◆ **DATA FOR THIS EXERCISE**:
╭──

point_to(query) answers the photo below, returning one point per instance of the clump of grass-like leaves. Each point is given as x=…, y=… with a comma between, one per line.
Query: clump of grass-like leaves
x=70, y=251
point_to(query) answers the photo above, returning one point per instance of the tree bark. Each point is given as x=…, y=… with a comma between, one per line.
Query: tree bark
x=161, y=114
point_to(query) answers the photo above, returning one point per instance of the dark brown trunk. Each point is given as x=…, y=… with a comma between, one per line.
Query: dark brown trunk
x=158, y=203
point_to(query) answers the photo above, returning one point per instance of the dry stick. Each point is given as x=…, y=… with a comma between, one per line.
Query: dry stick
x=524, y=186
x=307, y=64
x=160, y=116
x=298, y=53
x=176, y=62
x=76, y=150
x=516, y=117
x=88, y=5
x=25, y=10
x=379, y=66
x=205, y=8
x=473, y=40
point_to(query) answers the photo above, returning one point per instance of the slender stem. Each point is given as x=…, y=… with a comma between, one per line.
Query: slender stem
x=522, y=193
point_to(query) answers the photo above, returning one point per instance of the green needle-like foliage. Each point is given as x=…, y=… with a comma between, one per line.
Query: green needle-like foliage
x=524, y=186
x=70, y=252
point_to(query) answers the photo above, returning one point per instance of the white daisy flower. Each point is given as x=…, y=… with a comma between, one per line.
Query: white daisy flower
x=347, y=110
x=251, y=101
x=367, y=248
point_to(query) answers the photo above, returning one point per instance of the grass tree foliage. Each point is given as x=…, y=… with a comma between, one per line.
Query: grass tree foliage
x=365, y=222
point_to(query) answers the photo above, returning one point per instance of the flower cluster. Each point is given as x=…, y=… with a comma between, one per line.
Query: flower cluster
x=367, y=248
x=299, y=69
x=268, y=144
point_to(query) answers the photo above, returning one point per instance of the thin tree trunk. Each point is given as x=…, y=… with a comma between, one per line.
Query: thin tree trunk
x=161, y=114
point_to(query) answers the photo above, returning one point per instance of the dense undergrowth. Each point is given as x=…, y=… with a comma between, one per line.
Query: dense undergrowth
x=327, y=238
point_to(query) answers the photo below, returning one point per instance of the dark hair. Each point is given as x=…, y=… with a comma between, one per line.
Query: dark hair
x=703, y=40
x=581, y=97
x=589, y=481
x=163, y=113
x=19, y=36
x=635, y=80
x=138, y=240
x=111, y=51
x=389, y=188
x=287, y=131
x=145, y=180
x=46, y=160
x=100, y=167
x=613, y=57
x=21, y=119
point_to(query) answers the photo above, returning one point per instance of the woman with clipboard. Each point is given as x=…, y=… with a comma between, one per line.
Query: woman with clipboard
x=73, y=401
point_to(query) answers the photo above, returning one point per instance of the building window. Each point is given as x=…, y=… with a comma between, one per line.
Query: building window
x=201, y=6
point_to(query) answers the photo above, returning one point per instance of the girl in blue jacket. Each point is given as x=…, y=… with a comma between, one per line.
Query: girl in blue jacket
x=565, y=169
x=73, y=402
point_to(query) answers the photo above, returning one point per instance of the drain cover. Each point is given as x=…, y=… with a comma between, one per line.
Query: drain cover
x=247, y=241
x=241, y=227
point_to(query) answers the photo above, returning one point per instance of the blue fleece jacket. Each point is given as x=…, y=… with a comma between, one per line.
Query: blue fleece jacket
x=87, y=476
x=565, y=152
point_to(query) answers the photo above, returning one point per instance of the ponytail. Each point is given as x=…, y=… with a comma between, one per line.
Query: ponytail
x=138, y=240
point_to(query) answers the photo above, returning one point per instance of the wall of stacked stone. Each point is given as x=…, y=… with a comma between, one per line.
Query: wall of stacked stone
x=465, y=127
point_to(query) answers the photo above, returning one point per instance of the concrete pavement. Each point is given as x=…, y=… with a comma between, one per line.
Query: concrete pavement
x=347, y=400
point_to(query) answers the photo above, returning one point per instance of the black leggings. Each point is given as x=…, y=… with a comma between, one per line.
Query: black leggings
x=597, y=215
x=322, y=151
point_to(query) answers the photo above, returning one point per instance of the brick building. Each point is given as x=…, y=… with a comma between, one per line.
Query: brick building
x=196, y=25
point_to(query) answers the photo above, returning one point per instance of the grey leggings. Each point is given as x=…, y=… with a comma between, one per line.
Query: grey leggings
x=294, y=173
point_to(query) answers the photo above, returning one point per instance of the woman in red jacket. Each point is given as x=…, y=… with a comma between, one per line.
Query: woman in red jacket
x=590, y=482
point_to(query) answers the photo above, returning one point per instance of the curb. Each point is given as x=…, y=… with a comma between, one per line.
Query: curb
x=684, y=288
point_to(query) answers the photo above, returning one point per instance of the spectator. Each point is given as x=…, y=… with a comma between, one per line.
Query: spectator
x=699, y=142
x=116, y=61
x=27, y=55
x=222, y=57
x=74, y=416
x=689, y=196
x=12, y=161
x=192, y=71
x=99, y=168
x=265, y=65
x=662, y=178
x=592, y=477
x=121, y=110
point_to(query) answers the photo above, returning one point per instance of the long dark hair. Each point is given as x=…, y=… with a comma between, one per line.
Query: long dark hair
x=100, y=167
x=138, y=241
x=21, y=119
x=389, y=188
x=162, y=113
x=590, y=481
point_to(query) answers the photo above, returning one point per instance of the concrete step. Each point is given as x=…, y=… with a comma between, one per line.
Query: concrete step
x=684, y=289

╰──

◆ **EXERCISE BRIEF**:
Put every one of the records above into a two-column CSV with the headers request and answer, one row per record. Place each record's text and its answer in a single quoted field apiece, with line breaks changed to spaces.

◆ **TASK SOLUTION**:
request,answer
"point_to(query) answers the photo below, returning one point per instance of the clump of grass-like leaves. Each point is given as x=…, y=… with a comma between, one per line. Query: clump of grass-like leaves","x=70, y=251"
"point_to(query) answers the photo above, returning one point per instance of the tree bark. Each point is given as x=…, y=… with a comma between, one per line. Query: tree bark","x=161, y=114"
"point_to(query) answers the photo above, returning one point per instance of the dark brown trunk. Each point is given as x=…, y=… with a comma between, one per line. Query: dark brown trunk","x=158, y=203"
"point_to(query) answers the photo above, returning one point per instance of the dry stick. Each point is given as x=…, y=… with a comma between, one per line. Query: dry stick","x=524, y=186 x=307, y=64 x=160, y=116 x=298, y=53 x=176, y=62 x=76, y=150 x=516, y=117 x=88, y=5 x=25, y=10 x=379, y=66 x=205, y=8 x=473, y=40"
"point_to(query) answers the photo above, returning one point per instance of the slender stem. Each point is given as x=…, y=… with a comma between, one per line. Query: slender stem","x=522, y=193"
"point_to(query) answers the photo above, returning one point per instance of the green needle-like foliage. Each point is given as x=…, y=… with a comma between, one per line. Query: green needle-like foliage","x=524, y=186 x=70, y=252"
"point_to(query) answers the photo above, returning one point per instance of the white daisy flower. Each point is given as x=…, y=… with a comma between, one per line. Query: white daisy flower","x=347, y=110 x=251, y=101 x=367, y=248"
"point_to(query) answers the photo above, returning one point per instance of the grass tree foliage. Each point is given as x=…, y=… with a comma between, one per line. Query: grass tree foliage","x=365, y=222"
"point_to(query) answers the photo above, returning one point per instance of the flower cluster. Each point is given as x=…, y=… with a comma between, one per line. Query: flower cluster","x=367, y=248 x=299, y=69 x=268, y=144"
"point_to(query) answers the photo above, returning one point per instance of the thin tree trunk. Each point is given as x=…, y=… with a comma between, one per line. Query: thin tree trunk","x=161, y=114"
"point_to(query) answers the photo above, returning one point per instance of the dense undergrowth. Each point is given as x=…, y=… with a comma between, one per line. Query: dense undergrowth","x=327, y=238"
"point_to(query) answers the photo below, returning one point per instance of the dark hair. Each point is given as x=…, y=… with a comma between, one per line. Query: dark hair","x=703, y=40 x=581, y=97 x=589, y=481 x=163, y=113 x=19, y=36 x=635, y=80 x=138, y=240 x=111, y=51 x=389, y=188 x=287, y=131 x=145, y=180 x=46, y=160 x=100, y=167 x=613, y=57 x=21, y=119"
"point_to(query) answers the photo above, returning one point per instance of the woman with clipboard. Each point is given as x=…, y=… with a comma between, one per line. Query: woman with clipboard","x=73, y=401"
"point_to(query) answers the photo above, returning one point per instance of the building window. Each point is given as x=…, y=… with a comma between, one per line. Query: building window","x=201, y=6"
"point_to(query) answers the photo above, returning one point per instance of the girl in blue jacket. Each point is given as x=…, y=… with a comma between, one per line. Query: girl in blue jacket","x=565, y=169 x=73, y=402"
"point_to(query) answers the photo above, returning one point per instance of the drain cover. Each point is given as x=…, y=… with a comma between, one per line. Query: drain cover","x=247, y=241 x=241, y=227"
"point_to(query) answers the photo above, returning one point per instance of the blue fleece jacket. Each point is given as x=…, y=… with a comma between, one per line. Query: blue fleece jacket","x=87, y=476 x=565, y=152"
"point_to(query) answers the photo above, returning one point per instance of the ponytail. Each point is given as x=…, y=… with a comma between, one per line. Query: ponytail","x=138, y=240"
"point_to(query) answers the photo above, returning one point per instance of the wall of stacked stone. Each point is given as x=…, y=… with a comma between, one per line. Query: wall of stacked stone","x=465, y=127"
"point_to(query) answers the photo above, returning one point per instance of the concrete pavement. Each point is given as x=…, y=… with a comma between, one per line. Query: concrete pavement","x=347, y=400"
"point_to(query) answers the photo above, returning one point per instance of the black leggings. Each point is given as x=…, y=… with a comma between, one per line. Query: black leggings","x=597, y=215 x=322, y=151"
"point_to(query) answers the photo above, returning one point per instance of the brick building. Each point is given as x=…, y=… with a comma between, one per line. Query: brick building","x=196, y=25"
"point_to(query) answers the photo above, returning one point per instance of the grey leggings. Each point is given as x=…, y=… with a comma between, one per line. Query: grey leggings","x=294, y=173"
"point_to(query) answers the photo above, returning one point per instance of the woman in red jacket. Each point is given as x=…, y=… with a comma between, one per line. Query: woman in red jacket","x=590, y=482"
"point_to(query) answers the photo above, returning one point per instance of the curb. Each point is given as x=…, y=… with a comma between, one per line. Query: curb","x=684, y=288"
"point_to(query) answers the photo above, returning one point per instance of the spectator. Each point is given as x=…, y=… with a comma between, one per line. Query: spectator","x=699, y=142 x=116, y=61 x=27, y=55 x=222, y=57 x=74, y=416 x=689, y=196 x=12, y=161 x=192, y=71 x=99, y=168 x=265, y=65 x=662, y=178 x=592, y=477 x=121, y=110"
"point_to(query) answers the photo above, returning one point per instance of the long dark hair. Each point is given as x=…, y=… with a comma between, one per line. Query: long dark hair","x=100, y=167 x=138, y=241 x=21, y=119 x=389, y=188 x=162, y=113 x=590, y=481"
"point_to(query) answers the photo above, returning one point per instance of the concrete step. Each point is given as x=…, y=… with a comma between, one per line. Query: concrete step","x=684, y=289"